• _Task brief_:
Copy exactly the lines from the "Pick out every instance of the bare" line to the end, both included, and nothing else.

• _Material for this task_:

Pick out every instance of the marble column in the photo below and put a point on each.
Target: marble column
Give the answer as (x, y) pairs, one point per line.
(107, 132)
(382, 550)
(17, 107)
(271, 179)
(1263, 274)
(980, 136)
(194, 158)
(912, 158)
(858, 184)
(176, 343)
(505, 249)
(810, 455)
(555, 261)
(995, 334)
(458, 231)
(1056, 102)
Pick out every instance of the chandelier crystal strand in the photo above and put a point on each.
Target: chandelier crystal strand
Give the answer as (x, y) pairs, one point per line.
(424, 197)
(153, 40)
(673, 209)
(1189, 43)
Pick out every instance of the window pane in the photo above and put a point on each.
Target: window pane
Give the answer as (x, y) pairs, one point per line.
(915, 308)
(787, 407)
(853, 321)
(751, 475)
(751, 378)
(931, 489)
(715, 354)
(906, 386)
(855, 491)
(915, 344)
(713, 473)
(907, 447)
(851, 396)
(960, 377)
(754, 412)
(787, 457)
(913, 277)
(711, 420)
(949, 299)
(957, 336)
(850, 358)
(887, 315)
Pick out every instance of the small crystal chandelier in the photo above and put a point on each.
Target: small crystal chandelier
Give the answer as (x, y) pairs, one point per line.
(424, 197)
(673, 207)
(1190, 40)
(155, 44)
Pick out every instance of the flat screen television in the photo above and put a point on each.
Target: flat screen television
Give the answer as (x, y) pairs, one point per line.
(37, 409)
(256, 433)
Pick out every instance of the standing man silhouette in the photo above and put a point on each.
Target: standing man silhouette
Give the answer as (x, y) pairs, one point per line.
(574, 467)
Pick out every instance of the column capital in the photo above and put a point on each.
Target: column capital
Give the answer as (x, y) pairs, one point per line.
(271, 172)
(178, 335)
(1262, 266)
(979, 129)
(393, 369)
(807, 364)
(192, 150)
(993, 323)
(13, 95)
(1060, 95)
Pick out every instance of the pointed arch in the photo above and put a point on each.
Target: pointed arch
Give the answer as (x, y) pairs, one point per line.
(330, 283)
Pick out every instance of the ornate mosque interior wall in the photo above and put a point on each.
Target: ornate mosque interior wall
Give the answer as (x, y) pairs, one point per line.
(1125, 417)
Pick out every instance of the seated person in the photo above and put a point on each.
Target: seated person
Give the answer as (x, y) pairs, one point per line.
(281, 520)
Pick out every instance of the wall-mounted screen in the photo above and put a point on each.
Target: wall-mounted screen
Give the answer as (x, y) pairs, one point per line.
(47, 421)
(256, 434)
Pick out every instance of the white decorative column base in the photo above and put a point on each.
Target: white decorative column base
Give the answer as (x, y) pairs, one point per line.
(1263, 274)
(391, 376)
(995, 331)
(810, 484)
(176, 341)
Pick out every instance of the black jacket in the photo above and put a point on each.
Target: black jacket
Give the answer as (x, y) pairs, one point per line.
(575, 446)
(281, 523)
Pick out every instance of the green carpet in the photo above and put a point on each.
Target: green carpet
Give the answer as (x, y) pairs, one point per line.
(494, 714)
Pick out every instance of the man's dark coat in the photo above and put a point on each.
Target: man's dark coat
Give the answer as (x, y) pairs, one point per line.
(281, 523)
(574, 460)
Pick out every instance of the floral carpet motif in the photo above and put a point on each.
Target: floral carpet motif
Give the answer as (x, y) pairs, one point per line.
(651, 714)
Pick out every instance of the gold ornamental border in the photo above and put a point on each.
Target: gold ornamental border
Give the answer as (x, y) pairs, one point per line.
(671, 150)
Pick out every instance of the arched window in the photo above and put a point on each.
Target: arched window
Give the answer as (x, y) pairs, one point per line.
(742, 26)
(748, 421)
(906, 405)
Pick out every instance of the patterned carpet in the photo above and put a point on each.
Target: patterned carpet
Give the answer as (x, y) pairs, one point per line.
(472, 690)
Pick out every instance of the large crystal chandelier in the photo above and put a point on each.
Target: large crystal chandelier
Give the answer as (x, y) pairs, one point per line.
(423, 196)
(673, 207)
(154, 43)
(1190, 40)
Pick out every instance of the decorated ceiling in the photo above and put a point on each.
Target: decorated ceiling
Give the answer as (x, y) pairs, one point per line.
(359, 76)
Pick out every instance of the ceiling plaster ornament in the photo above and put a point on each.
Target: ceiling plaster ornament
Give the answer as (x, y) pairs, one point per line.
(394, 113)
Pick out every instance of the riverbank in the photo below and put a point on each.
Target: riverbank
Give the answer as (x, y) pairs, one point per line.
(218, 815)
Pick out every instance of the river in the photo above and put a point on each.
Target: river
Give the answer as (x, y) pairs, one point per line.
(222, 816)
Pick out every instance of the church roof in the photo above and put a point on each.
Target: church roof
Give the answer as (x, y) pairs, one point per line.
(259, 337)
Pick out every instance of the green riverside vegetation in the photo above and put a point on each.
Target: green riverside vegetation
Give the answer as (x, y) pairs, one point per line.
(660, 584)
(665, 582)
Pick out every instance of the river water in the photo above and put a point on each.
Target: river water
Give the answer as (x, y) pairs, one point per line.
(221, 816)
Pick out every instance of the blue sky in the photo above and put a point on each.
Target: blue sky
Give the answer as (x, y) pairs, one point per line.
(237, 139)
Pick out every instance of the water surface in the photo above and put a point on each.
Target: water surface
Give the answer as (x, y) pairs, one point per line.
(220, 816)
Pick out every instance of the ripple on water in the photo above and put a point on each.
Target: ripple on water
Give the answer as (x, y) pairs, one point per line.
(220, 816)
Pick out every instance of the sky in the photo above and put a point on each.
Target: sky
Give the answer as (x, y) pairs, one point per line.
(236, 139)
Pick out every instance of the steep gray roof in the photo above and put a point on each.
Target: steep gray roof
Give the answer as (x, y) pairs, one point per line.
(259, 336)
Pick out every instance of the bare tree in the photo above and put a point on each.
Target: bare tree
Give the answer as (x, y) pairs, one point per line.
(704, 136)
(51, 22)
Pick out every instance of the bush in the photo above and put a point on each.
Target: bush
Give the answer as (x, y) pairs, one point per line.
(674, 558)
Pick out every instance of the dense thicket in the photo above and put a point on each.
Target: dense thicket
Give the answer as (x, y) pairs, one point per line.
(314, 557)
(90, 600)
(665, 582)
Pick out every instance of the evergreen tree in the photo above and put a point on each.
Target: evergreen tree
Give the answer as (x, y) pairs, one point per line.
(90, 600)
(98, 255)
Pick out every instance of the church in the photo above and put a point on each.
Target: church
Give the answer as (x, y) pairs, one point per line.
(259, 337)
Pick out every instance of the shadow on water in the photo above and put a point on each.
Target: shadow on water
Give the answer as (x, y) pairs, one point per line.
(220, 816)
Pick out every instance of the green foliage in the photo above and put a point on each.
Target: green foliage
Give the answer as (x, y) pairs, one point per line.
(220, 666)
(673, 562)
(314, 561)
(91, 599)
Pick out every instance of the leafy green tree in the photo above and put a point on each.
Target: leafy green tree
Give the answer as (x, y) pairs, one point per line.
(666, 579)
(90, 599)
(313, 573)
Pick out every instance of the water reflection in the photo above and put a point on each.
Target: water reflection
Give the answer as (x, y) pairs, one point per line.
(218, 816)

• _Solution_:
Pick out every instance of the bare tree in the photo above and put a point on each.
Target: bare tree
Give the answer as (x, y) pairs, one point per line.
(704, 136)
(51, 22)
Pick out every instance of the bush in the photo above and put a point on each.
Target: bush
Give the answer as (x, y) pairs, one point per line.
(674, 558)
Pick out every instance of the dense thicket in the photo above and put a point on each.
Target: dense thicket
Give the answer as (x, y) pairs, one point per line.
(314, 557)
(90, 600)
(665, 582)
Pick out every instance of the evergreen tree in the photo above and put a point on each.
Target: evergreen tree
Give the answer as (x, y) pairs, one point per line.
(90, 600)
(98, 255)
Pick out every instance of the church in the photo above and put a point on each.
Target: church
Give the answer as (x, y) pairs, one point per line.
(259, 337)
Pick out every instance of the shadow on water in the photo above and put a point on each.
Target: shadow on water
Give the answer as (x, y) pairs, one point per line.
(220, 816)
Pick out every instance of the green foliage in the photo above and put a point on each.
Target: green foliage
Give the answer as (x, y) pairs, one point per line.
(220, 666)
(673, 562)
(314, 561)
(91, 599)
Pick out every instance of the leafy green tree in the photo above and put a point on each.
Target: leafy green tree
Give the answer as (x, y) pairs, one point per line.
(666, 579)
(90, 599)
(313, 573)
Pick out every instance of the water reflection in the photo above and put a point on each.
Target: water reflection
Give the answer as (x, y) pairs, one point per line.
(218, 816)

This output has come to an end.